Pointing records:
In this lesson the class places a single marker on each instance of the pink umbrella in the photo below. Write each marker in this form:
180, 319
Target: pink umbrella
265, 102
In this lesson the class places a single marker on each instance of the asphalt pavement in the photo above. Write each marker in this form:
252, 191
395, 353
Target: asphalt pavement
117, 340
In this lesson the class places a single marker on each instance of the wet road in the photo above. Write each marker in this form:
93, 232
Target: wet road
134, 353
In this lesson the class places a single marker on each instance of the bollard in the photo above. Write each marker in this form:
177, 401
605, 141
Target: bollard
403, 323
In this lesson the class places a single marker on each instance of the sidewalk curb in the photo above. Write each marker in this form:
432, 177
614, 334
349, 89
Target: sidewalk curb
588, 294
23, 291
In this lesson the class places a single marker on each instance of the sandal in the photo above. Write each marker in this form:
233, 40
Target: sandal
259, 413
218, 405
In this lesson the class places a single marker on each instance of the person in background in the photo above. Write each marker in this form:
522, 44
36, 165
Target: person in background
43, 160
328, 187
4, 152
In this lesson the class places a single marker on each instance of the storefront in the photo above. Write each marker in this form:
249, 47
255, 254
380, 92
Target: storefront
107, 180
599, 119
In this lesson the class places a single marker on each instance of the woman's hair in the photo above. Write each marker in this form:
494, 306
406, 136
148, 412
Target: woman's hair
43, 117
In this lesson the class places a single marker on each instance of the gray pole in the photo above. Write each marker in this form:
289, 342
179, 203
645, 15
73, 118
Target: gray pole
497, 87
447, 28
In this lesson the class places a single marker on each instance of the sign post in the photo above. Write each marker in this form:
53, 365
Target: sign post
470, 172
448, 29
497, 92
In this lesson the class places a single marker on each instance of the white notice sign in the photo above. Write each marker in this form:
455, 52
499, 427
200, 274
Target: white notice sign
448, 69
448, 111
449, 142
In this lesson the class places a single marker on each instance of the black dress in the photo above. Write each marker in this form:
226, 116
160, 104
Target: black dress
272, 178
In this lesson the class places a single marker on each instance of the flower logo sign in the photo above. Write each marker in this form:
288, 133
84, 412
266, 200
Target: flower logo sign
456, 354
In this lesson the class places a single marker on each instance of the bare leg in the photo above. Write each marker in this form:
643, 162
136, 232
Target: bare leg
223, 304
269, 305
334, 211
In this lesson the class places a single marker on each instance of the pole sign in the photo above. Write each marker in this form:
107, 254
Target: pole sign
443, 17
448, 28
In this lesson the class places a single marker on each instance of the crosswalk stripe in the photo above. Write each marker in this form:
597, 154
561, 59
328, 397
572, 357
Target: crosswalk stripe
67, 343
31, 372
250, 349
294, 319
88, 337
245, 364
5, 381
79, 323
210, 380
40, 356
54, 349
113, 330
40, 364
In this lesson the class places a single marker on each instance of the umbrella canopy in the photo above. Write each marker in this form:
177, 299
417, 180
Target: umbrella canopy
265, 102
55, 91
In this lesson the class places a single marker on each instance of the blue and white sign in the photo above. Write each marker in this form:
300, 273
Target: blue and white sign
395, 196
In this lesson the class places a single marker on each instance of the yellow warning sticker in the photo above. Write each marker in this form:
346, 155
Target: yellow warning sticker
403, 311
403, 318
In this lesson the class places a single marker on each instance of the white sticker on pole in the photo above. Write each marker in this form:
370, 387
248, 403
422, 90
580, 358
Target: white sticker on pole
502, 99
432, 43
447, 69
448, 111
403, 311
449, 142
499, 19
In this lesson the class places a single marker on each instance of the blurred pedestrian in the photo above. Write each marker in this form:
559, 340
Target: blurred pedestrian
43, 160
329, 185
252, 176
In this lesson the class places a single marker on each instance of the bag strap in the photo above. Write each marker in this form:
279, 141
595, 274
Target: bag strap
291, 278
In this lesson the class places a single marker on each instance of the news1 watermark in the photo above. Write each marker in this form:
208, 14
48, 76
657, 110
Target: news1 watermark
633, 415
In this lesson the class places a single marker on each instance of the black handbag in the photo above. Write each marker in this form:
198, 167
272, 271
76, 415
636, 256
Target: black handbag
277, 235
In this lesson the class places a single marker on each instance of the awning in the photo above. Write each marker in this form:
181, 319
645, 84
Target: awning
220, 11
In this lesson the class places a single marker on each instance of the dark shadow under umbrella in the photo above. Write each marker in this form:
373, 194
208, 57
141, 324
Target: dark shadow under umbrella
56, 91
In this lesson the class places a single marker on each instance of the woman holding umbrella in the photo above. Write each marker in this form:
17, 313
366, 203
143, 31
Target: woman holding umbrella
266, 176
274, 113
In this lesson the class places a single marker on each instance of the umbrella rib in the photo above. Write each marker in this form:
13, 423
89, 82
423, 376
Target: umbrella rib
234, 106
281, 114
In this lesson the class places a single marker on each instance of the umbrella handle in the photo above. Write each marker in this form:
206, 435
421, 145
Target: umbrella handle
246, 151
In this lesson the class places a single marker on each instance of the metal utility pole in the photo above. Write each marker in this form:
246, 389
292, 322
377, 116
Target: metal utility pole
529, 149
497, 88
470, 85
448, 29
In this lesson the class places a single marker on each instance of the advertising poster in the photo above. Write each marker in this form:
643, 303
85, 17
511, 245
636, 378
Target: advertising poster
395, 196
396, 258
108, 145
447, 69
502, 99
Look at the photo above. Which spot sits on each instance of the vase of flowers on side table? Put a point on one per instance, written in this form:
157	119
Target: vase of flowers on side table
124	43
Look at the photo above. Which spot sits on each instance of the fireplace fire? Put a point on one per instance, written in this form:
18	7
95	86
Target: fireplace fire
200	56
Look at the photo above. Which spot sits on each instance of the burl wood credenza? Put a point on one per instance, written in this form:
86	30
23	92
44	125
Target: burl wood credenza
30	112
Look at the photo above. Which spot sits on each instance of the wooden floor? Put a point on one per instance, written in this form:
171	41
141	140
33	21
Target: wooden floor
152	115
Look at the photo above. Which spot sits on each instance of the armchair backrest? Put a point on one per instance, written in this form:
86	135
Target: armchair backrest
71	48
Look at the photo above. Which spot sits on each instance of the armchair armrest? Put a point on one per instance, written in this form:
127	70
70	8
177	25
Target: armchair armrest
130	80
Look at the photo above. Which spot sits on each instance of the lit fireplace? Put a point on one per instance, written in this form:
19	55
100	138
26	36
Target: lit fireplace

(YOUR TASK): Make an exact copy of the data above.

(ANSWER TO THE TASK):
In this lesson the class places a single marker on each instance of the pink umbrella in the photo below. Write each marker in this form:
180, 319
Target: pink umbrella
265, 102
In this lesson the class places a single marker on each instance of the asphalt pavement in the photo above. Write each marker in this form:
252, 191
395, 353
Target: asphalt pavement
117, 340
In this lesson the class places a single marker on each instance of the wet road in the photo above. Write each marker in this form:
93, 232
Target: wet road
134, 353
In this lesson the class places a single marker on each instance of the bollard in the photo above. Write each marker in this form:
177, 401
605, 141
Target: bollard
403, 323
In this lesson the class places a single marker on each instance of the sidewalk curb in the photo above. Write each marker in this form:
432, 177
614, 334
349, 89
Target: sidewalk curb
588, 294
23, 291
In this lesson the class places a single marker on each instance of the sandal in the photo above. Write each marker in this form:
233, 40
Target: sandal
259, 413
218, 405
In this lesson the class places a single marker on each instance of the person in background in the photo above. Write each marker in this form:
522, 44
36, 165
Target: person in background
43, 160
328, 187
4, 152
In this lesson the class places a single marker on each instance of the storefront in the photo above. Write each marker in this form:
249, 47
255, 254
380, 92
Target: storefront
107, 180
599, 119
In this lesson the class places a single marker on each instance of the woman's hair in the photo above. Write each marker in this form:
494, 306
406, 136
148, 412
Target: woman's hair
43, 117
In this lesson the class places a single marker on each instance of the gray pole in the photo above. Write each marker in this form:
289, 342
179, 203
645, 15
73, 118
Target: gray pole
497, 87
447, 28
In this lesson the class places a single marker on each instance of the sign post in the photo above. Write each marker in this form:
53, 365
Target: sign post
470, 172
448, 29
497, 92
In this lesson the class places a single marker on each instance of the white notice sign in the photo above. Write each marker in this form:
455, 52
499, 427
200, 274
Target: white notice sign
448, 69
448, 111
449, 142
In this lesson the class places a single marker on each instance of the black dress in the photo above. Write each marker in this form:
226, 116
160, 104
Target: black dress
272, 178
In this lesson the class places a single marker on each instance of the flower logo sign in the photo above. Write each marker in this form:
288, 133
84, 412
266, 200
Target: flower logo sign
456, 354
In this lesson the class places a single marker on each instance of the bare leg in the photo above. Write each marker in this form:
643, 162
136, 232
Target: bare leg
223, 304
269, 305
334, 211
In this lesson the class places a single marker on each instance of the pole sign in the photo above. Write each marker in this form:
107, 254
Target: pole sign
443, 17
448, 28
In this lesson the class places a single marker on each instance of the crosswalk stripe in the photo above. Write each marker in this form:
597, 154
561, 59
328, 397
572, 357
Target: crosswalk stripe
67, 343
31, 372
250, 349
294, 319
88, 337
245, 364
5, 381
79, 323
210, 380
40, 356
54, 349
113, 330
40, 364
In this lesson the class places a single marker on each instance of the umbrella canopy in the photo above. Write each marker in this form:
177, 299
417, 180
Target: umbrella canopy
265, 102
55, 91
In this lesson the class places a single marker on each instance of the blue and white sign in the photo above. Write each marker in this form:
300, 273
Target: blue and white sign
395, 196
In this lesson the class places a single marker on each instance of the yellow warning sticker in the photo above. Write each marker in this form:
346, 155
Target: yellow warning sticker
403, 311
403, 318
In this lesson the class places a single marker on each instance of the white sticker on pole in the photo above. Write each marker in this form:
370, 387
248, 403
422, 90
580, 358
Target: white sticker on pole
502, 99
432, 43
447, 69
448, 111
403, 311
449, 142
499, 19
In this lesson the class places a single marker on each instance of the blurred pedestrian in the photo above. Write each marker in this form:
559, 340
Target: blurred pedestrian
43, 160
329, 185
252, 176
In this lesson the class places a single marker on each instance of the bag strap in the photo above. Write each marker in this form:
279, 141
595, 274
Target: bag strap
291, 278
In this lesson the class places a single marker on each instance of the news1 watermark in the photo above. Write each marker in this form:
208, 14
48, 76
657, 110
Target: news1 watermark
633, 415
In this lesson the class places a single marker on each instance of the black handbag in the photo above. Write each marker in this form:
198, 167
272, 271
76, 415
636, 256
Target: black handbag
277, 235
In this lesson the class places a single marker on each instance of the awning in the photo above. Write each marker in this form:
181, 319
645, 84
Target: awning
220, 11
In this lesson the class places a single marker on each instance of the dark shadow under umbrella in the photo above. Write each marker in this form:
373, 194
208, 57
141, 324
Target: dark shadow under umbrella
56, 91
In this lesson the class places a single marker on each instance of the woman holding umbrella in the photo above. Write each marker in this form:
17, 313
366, 203
143, 31
Target: woman holding umbrella
266, 176
274, 113
In this lesson the class places a single marker on each instance of the umbrella rib in the photo above. Write each marker in this form:
13, 423
89, 82
423, 376
Target: umbrella rib
234, 106
281, 114
In this lesson the class places a single marker on each instance of the umbrella handle in the photo above. Write each marker in this form:
206, 435
421, 145
Target: umbrella handle
246, 151
In this lesson the class places a single marker on each instance of the metal utility pole in the photo above. Write each marker in this form:
246, 389
292, 322
377, 116
Target: metal utility pole
529, 149
497, 88
470, 85
448, 29
In this lesson the class places a single marker on each instance of the advertising poster in the photo above. Write each marker in this form:
643, 303
85, 17
511, 245
636, 378
Target: advertising poster
395, 196
396, 258
108, 145
447, 69
502, 99
Look at the photo above. Which spot sits on each instance of the vase of flowers on side table? Put a point on one per instance, written in this form:
157	119
Target: vase of flowers on side table
124	43
Look at the photo above. Which spot sits on each instance of the fireplace fire? Put a point on one per instance, written in this form:
18	7
95	86
Target: fireplace fire
200	56
Look at the photo above. Which spot sits on each instance of the burl wood credenza? Put a point on one per instance, written in this form:
86	30
23	92
44	125
Target: burl wood credenza
30	112
Look at the photo above. Which spot sits on each instance of the wooden floor? Put a point on one per instance, written in this form:
171	41
141	140
33	21
Target: wooden floor
152	115
Look at the photo above. Which spot sits on each instance of the armchair backrest? Put a point on one per instance, written in this form:
86	135
Target: armchair backrest
71	48
Look at the photo above. Which spot sits on each instance of the armchair armrest? Put a point on one per instance, written in this form:
127	70
70	8
177	25
Target: armchair armrest
130	80
Look at the photo above. Which spot sits on each instance of the lit fireplace? Put a point on one per instance, written in this form:
19	55
100	138
26	36
Target: lit fireplace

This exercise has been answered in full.